§ **Exercise set**
1. What does the blog post say in the part that opens with the words containing "How to silence Kim" and closes with "It. Is. Tired!"? Reproduce that part word for word.
2. Can you condense the blog post's paragraph beginning "Second, Hebrews 8:13 and 10:1" into a short bulleted list that keeps its main points?
3. Answer these questions from the blog post:
(a) Who posted the video, and on what date?
(b) About how many times had the video been viewed when the post was written?
(c) To which people does the post say the laws were given?

Saturday, September 5, 2015

How to Silence Internet Atheists Who Try to Silence Kim Davis Supporters Who Cherry-Pick the Bible

Have you seen this video post run across your Facebook Newsfeed in the past 24 hours?

How to silence Kim Davis supporters who cherry-pick the Bible to discriminate against LGBT Americans.
In the comments, tag your friends who need to see this.
Video by Occupy Democrats, please LIKE our page!
Posted by Occupy Democrats on Friday, September 4, 2015


I wouldn't be surprised if you had, given that it's already been viewed almost 6,000,000 times since yesterday (at the time of this writing). It's definitely nothing new. And. It. Is. Tired! 


It was written and filmed by people who had no interest in having the "Dr. Laura" character provide a cogent biblical response to the ignorant speech given by the stupid president. And it's vomited out onto social media by people who like the force of the rhetoric of the LGBT apologetic being shown, but they don't have a clue whether the stuff that they're watching, and subsequently spreading around, has teeth. I can assure you, it does not.

But perhaps you've watched the video today, or you've seen it in the past, and you're worried that if someone were to challenge you in the same way, you wouldn't know how to respond. Well, you've come to the right place. Let's see if we can put this paper tiger to bed.

First, the laws being mockingly thrown about here (by the cafeteria "Catholic" Martin Sheen), were given by God to whom? Not to the Canaanite people, not to the Egyptians, not to the Hittites, and not to the citizens of the commonwealth of Kentucky. These laws were part of a covenant treaty, given by God, and mediated through Moses to the people of ________.

That's right. To the people of Israel.

Second, Hebrews 8:13 and 10:1 (two among many other passages) teach us that everything found in the former covenant (the OT, the Law given through Moses at Sinai) was made obsolete by a better covenant; and that the former covenant (with all it's stipulations, blessings and curses) were a mere shadow of the reality that was later to be revealed in the person of Jesus. Many of the laws in that covenant (dietary, grooming, agricultural, etc.) were given to show that Israel was a set apart people, distinct from their neighbors (who didn't have a law and who practiced many of the things that the God of Israel prohibited). Those particular laws only had relevance at a time when they were able to demonstrate the peculiarity of the nation of Israel and their law code. Those circumstances no longer exist. Therefore, the holiness (or, the set-apartness) that those laws once communicated to the nations no longer exists today. They were laws that were given at a particular time in history, to a very particular people, for very particular purposes.

Stored data entries
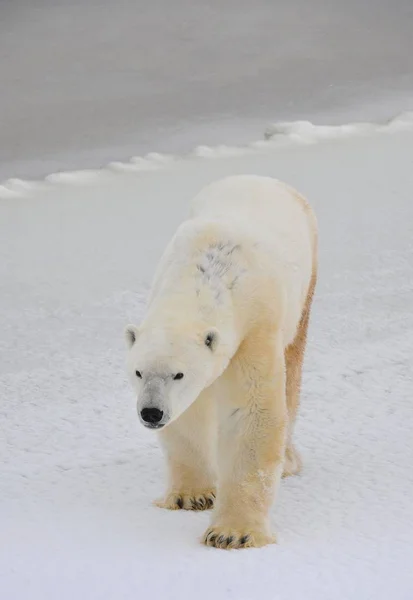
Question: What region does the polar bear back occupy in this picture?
[191,175,317,330]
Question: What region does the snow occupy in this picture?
[0,0,413,179]
[0,125,413,600]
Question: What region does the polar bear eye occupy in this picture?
[204,331,215,349]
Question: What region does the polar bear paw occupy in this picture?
[155,490,216,510]
[202,526,276,550]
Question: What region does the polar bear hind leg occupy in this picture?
[283,273,317,477]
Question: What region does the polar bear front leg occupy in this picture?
[203,336,288,549]
[155,392,216,510]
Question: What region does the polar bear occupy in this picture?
[125,175,317,549]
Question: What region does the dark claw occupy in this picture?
[207,531,217,544]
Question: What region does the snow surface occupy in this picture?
[0,0,413,179]
[0,130,413,600]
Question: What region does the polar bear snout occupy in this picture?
[141,408,163,429]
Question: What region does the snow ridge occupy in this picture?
[0,111,413,199]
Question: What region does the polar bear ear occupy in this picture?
[125,325,139,348]
[204,327,219,352]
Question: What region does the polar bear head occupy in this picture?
[125,322,231,429]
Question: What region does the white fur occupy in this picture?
[127,176,316,545]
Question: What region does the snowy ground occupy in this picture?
[0,124,413,600]
[0,0,413,179]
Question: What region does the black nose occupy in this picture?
[141,408,163,425]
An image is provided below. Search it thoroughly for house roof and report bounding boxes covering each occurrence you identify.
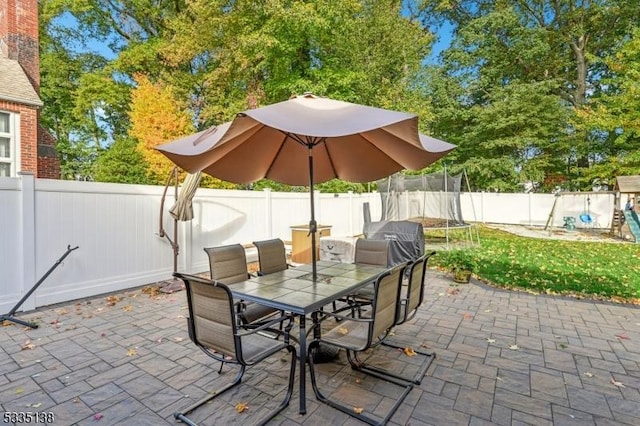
[616,176,640,194]
[0,58,43,107]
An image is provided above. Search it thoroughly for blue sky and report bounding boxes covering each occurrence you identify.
[55,13,453,64]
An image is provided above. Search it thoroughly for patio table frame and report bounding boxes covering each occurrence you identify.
[229,261,387,414]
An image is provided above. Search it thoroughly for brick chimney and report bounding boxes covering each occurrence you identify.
[0,0,60,179]
[0,0,40,93]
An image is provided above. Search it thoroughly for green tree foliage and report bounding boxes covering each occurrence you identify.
[578,28,640,184]
[93,138,155,184]
[413,0,640,190]
[38,0,433,190]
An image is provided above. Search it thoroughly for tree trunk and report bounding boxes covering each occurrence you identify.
[570,34,589,168]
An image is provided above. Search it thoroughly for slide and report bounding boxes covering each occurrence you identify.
[623,210,640,243]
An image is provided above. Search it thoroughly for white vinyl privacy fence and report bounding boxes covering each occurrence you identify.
[0,174,613,314]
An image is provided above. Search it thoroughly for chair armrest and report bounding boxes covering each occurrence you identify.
[237,314,293,337]
[316,306,372,324]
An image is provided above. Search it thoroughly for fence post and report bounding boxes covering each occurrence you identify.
[18,172,37,311]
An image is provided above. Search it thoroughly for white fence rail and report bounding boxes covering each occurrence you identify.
[0,174,614,313]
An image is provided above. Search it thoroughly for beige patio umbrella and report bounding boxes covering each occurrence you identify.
[169,172,202,222]
[156,94,455,277]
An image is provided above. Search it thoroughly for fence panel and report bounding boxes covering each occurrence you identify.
[0,176,614,311]
[0,178,23,314]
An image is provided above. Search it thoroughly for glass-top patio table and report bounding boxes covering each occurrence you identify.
[229,261,386,414]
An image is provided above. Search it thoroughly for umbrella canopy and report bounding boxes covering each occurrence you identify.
[169,172,202,221]
[157,94,455,276]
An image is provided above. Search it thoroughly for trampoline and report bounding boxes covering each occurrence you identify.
[376,170,479,249]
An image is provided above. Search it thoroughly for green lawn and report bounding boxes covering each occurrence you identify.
[429,227,640,303]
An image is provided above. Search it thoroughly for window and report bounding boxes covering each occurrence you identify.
[0,111,18,176]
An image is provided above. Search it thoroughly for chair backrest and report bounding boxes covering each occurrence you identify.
[396,251,436,325]
[369,264,406,345]
[204,244,249,284]
[176,274,241,361]
[354,238,389,266]
[253,238,288,275]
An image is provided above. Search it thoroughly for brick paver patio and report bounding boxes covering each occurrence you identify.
[0,271,640,425]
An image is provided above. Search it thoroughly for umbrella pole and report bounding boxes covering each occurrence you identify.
[307,145,318,281]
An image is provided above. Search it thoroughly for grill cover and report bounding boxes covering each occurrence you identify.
[364,220,424,267]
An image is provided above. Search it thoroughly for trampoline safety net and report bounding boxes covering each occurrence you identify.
[376,172,466,228]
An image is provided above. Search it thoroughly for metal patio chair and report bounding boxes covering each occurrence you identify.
[309,265,414,425]
[174,274,296,425]
[364,251,436,385]
[342,238,389,312]
[253,238,289,275]
[204,244,279,324]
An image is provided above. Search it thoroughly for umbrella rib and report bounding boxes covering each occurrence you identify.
[265,131,289,177]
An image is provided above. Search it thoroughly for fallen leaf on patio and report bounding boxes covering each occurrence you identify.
[22,340,36,351]
[106,296,121,306]
[611,377,626,388]
[403,346,416,356]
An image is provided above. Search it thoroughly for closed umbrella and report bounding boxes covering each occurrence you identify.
[157,94,455,277]
[169,172,202,222]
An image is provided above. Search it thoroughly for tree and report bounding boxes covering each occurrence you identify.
[93,138,155,184]
[130,74,194,184]
[413,0,640,189]
[578,28,640,185]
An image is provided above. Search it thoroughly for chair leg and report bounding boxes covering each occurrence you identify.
[309,341,413,425]
[173,365,246,426]
[258,345,297,426]
[173,345,297,426]
[347,341,436,385]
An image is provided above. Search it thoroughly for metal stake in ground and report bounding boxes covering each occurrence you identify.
[0,245,78,328]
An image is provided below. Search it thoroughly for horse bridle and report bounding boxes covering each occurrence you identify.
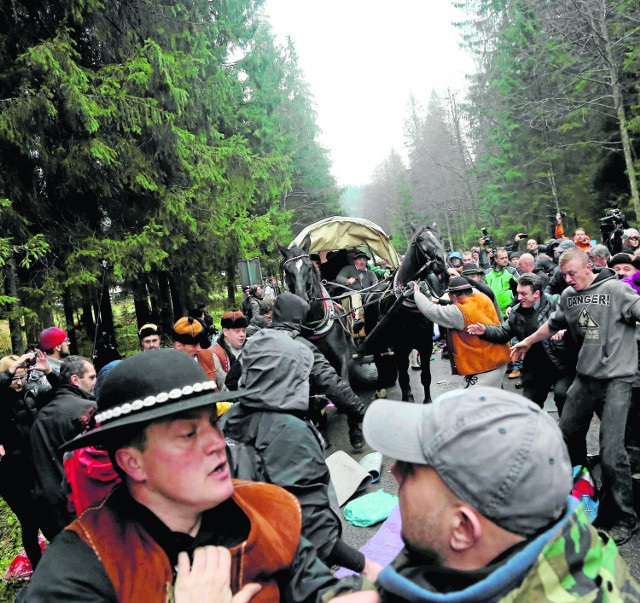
[411,228,438,280]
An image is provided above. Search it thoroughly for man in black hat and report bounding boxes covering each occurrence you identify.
[414,276,509,387]
[28,350,357,603]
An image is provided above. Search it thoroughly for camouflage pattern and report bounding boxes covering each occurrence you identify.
[500,505,640,603]
[323,504,640,603]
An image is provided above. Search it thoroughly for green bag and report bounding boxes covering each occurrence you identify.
[344,490,398,528]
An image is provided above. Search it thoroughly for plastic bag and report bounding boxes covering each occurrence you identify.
[3,534,47,580]
[344,490,398,528]
[571,465,600,523]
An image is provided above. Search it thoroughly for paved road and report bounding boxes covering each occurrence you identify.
[326,353,640,580]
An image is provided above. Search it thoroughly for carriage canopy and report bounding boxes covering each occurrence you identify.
[289,216,400,269]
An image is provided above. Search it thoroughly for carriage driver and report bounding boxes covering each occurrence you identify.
[336,251,378,332]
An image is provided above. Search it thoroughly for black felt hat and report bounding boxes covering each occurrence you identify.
[60,350,247,452]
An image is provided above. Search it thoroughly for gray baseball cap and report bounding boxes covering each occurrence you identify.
[363,387,573,536]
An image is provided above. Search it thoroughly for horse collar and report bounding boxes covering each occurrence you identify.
[282,253,309,266]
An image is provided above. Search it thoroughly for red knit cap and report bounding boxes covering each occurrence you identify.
[40,327,67,350]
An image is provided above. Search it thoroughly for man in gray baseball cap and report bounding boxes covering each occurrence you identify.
[328,387,639,602]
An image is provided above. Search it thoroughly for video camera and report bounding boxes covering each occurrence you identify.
[600,207,627,233]
[480,226,493,247]
[24,350,38,368]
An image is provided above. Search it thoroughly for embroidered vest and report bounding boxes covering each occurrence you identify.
[210,343,231,373]
[197,348,218,391]
[448,293,509,376]
[66,480,302,603]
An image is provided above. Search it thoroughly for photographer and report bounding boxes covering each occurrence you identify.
[0,351,57,569]
[600,208,629,255]
[479,227,529,270]
[614,228,640,255]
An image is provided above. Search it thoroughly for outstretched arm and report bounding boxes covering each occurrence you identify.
[511,321,558,360]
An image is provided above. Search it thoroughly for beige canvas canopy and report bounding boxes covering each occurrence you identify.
[289,216,400,269]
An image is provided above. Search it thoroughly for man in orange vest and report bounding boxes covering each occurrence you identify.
[414,276,509,387]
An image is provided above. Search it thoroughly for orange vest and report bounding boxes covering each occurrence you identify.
[197,348,218,391]
[447,292,510,376]
[66,480,302,603]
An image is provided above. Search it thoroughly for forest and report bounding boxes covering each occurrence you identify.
[0,0,640,355]
[361,0,640,260]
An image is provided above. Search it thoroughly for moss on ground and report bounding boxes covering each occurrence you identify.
[0,498,26,603]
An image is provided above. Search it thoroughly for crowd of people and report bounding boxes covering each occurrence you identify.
[0,215,640,603]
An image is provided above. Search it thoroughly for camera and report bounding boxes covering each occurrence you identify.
[480,226,493,246]
[24,350,38,368]
[600,208,626,232]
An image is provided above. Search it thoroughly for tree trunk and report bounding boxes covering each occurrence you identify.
[82,287,96,345]
[158,270,175,333]
[594,1,640,218]
[62,289,78,354]
[169,274,190,321]
[133,279,151,329]
[226,253,238,308]
[4,258,25,354]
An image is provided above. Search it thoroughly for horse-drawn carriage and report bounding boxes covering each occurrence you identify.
[280,216,446,399]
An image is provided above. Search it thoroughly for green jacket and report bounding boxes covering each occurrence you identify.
[484,266,518,318]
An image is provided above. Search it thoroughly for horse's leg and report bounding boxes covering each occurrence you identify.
[395,345,413,402]
[373,353,398,398]
[419,322,433,404]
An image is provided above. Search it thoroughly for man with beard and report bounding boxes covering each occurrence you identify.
[511,249,640,545]
[138,323,160,352]
[328,387,640,603]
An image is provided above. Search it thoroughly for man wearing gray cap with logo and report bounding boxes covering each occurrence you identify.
[328,387,640,603]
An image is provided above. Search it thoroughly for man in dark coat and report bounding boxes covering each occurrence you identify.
[269,293,365,451]
[220,326,381,579]
[31,356,96,540]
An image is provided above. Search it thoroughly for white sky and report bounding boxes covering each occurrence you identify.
[265,0,471,186]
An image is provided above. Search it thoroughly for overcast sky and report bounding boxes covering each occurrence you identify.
[265,0,471,186]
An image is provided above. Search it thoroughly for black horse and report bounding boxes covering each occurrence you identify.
[278,239,355,383]
[364,224,448,403]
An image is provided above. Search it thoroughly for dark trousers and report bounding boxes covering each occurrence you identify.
[522,364,575,416]
[0,456,42,569]
[560,375,637,525]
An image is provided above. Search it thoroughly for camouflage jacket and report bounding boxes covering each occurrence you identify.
[377,498,640,603]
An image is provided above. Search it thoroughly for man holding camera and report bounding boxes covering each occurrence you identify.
[30,356,96,541]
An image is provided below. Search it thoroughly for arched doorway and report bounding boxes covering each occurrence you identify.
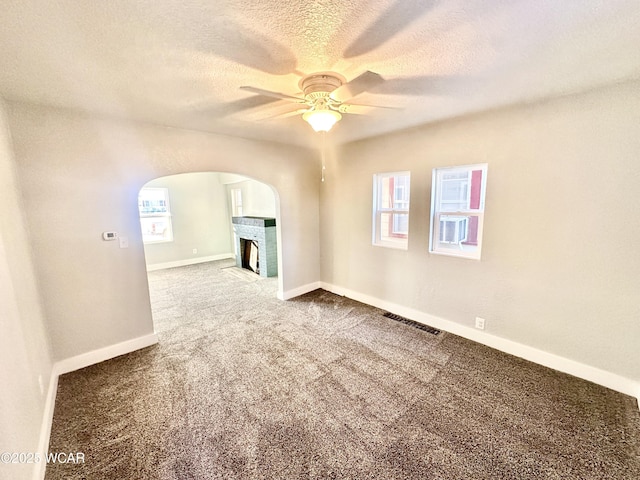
[139,172,282,332]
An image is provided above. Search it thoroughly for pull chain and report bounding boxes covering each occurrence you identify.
[322,132,327,182]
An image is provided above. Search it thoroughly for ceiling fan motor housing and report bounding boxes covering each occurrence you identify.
[299,72,346,100]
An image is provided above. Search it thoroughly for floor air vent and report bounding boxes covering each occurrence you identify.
[383,312,440,335]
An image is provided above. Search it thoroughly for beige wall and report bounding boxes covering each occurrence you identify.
[321,82,640,381]
[144,173,235,266]
[0,103,52,479]
[7,103,320,360]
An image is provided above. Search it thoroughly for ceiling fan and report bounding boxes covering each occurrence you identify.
[240,71,384,132]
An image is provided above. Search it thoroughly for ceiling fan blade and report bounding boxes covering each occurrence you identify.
[240,86,305,102]
[244,103,308,122]
[265,108,309,120]
[330,70,384,102]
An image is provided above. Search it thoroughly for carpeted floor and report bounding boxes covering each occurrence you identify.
[46,261,640,480]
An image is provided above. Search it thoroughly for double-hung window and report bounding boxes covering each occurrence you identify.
[429,164,487,259]
[373,172,411,250]
[138,188,173,243]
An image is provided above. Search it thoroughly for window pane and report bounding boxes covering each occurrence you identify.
[430,164,487,259]
[392,213,409,236]
[140,217,172,242]
[373,172,411,249]
[138,188,168,215]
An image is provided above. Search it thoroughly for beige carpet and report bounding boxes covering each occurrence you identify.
[46,261,640,480]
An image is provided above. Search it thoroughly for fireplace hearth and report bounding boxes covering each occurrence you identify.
[232,217,278,277]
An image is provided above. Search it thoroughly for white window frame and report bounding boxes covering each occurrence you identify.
[138,187,173,244]
[372,171,411,250]
[429,163,488,260]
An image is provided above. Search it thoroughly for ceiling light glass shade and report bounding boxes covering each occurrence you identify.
[302,110,342,132]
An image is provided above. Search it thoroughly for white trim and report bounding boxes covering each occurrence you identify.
[276,282,326,300]
[147,253,236,272]
[53,333,158,375]
[33,374,58,480]
[33,333,158,480]
[320,282,640,400]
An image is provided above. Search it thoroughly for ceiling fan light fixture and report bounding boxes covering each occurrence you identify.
[302,109,342,132]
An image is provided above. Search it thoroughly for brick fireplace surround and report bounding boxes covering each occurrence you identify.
[231,217,278,277]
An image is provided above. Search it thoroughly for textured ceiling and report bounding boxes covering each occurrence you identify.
[0,0,640,145]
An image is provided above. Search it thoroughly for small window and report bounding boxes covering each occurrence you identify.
[138,188,173,243]
[373,172,411,250]
[429,164,487,259]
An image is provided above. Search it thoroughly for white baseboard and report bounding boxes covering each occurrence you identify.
[147,253,236,272]
[277,282,323,300]
[33,368,58,480]
[53,333,158,375]
[320,282,640,407]
[33,333,158,480]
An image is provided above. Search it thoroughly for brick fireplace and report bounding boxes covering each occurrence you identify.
[231,217,278,277]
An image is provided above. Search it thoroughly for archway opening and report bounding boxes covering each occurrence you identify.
[138,172,282,332]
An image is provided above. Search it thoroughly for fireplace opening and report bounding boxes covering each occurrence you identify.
[240,238,260,275]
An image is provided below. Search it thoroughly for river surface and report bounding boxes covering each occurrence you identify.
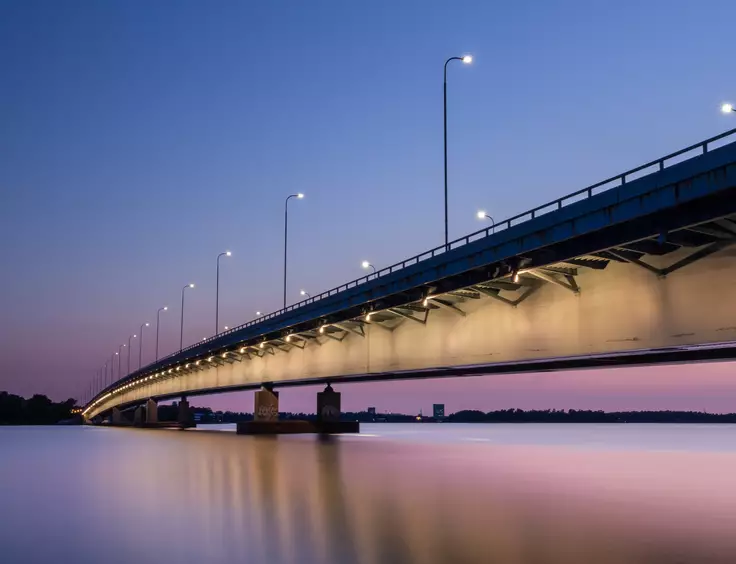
[0,424,736,564]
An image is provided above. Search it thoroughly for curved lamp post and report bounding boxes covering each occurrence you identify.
[179,282,194,352]
[215,251,232,335]
[156,306,169,360]
[443,55,473,248]
[138,323,150,370]
[284,192,304,308]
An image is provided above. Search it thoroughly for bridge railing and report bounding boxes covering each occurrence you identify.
[131,128,736,374]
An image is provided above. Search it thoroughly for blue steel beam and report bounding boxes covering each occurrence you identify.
[90,129,736,400]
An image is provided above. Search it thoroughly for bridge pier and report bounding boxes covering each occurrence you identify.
[176,396,195,429]
[237,384,360,435]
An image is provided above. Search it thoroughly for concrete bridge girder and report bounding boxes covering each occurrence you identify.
[91,247,736,416]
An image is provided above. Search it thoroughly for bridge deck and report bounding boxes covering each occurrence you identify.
[86,125,736,412]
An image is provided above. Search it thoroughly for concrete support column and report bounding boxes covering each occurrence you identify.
[253,386,279,421]
[146,399,158,423]
[317,384,340,421]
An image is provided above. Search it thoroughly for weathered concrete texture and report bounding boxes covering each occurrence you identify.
[317,384,340,421]
[237,421,360,435]
[253,388,279,421]
[146,399,158,423]
[177,397,195,427]
[88,248,736,417]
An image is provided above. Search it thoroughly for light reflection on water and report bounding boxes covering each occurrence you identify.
[0,424,736,564]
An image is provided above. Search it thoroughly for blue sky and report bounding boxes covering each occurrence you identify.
[0,0,736,408]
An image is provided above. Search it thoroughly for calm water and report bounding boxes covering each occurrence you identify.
[0,424,736,564]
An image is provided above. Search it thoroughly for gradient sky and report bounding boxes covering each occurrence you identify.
[0,0,736,411]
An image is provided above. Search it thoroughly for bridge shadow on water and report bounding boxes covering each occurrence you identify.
[0,426,736,564]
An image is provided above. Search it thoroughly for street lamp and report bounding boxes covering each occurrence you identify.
[444,55,473,248]
[156,306,169,360]
[179,283,194,352]
[128,335,138,374]
[138,323,150,370]
[120,343,130,378]
[284,192,304,307]
[215,251,232,335]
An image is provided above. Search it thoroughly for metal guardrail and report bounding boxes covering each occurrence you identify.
[112,128,736,378]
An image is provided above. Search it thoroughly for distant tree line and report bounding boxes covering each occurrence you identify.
[446,409,736,423]
[0,392,75,425]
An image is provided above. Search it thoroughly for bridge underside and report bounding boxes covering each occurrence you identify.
[88,210,736,417]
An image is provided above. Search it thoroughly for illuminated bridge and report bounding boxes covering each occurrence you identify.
[84,129,736,428]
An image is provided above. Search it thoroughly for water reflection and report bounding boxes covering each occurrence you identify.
[0,426,736,564]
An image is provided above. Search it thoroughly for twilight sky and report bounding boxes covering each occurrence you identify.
[0,0,736,411]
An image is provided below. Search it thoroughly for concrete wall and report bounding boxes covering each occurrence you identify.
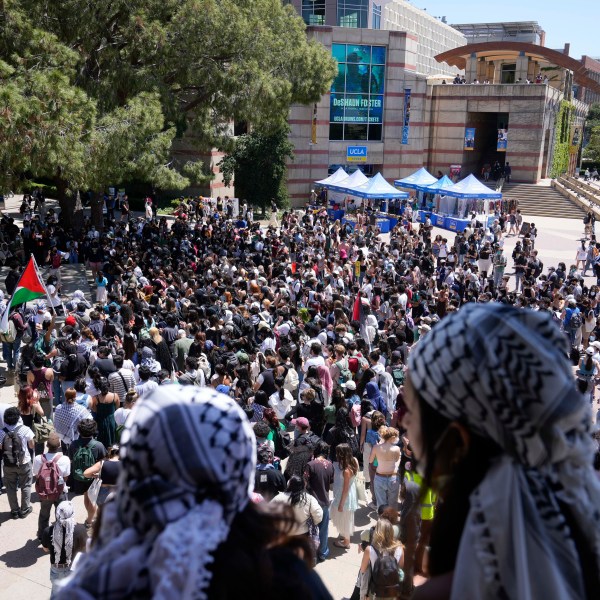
[428,84,558,183]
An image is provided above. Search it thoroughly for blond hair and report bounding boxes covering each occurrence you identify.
[371,519,402,553]
[378,425,400,442]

§ **Answers below**
1.
How to silence Kim Davis supporters who cherry-pick the Bible to discriminate against LGBT Americans.
In the comments, tag your friends who need to see this.
Video by Occupy Democrats, please LIKE our page!
Posted by Occupy Democrats on Friday, September 4, 2015


I wouldn't be surprised if you had, given that it's already been viewed almost 6,000,000 times since yesterday (at the time of this writing). It's definitely nothing new. And. It. Is. Tired!

2.
- Hebrews 8:13 and 10:1 teach that everything in the former covenant (the OT, the Law given through Moses at Sinai) was made obsolete by a better covenant.
- The former covenant, with its stipulations, blessings and curses, was a shadow of the reality later revealed in the person of Jesus.
- Many of its laws (dietary, grooming, agricultural, etc.) showed Israel to be a set-apart people, distinct from neighbors who had no law and practiced things the God of Israel prohibited.
- Those laws mattered only while they could demonstrate Israel's peculiarity. Those circumstances no longer exist, so the holiness they communicated no longer exists today.
- They were given at a particular time, to a particular people, for particular purposes.

3.
(a) Occupy Democrats, on Friday, September 4, 2015.
(b) Almost 6,000,000 times.
(c) To the people of Israel.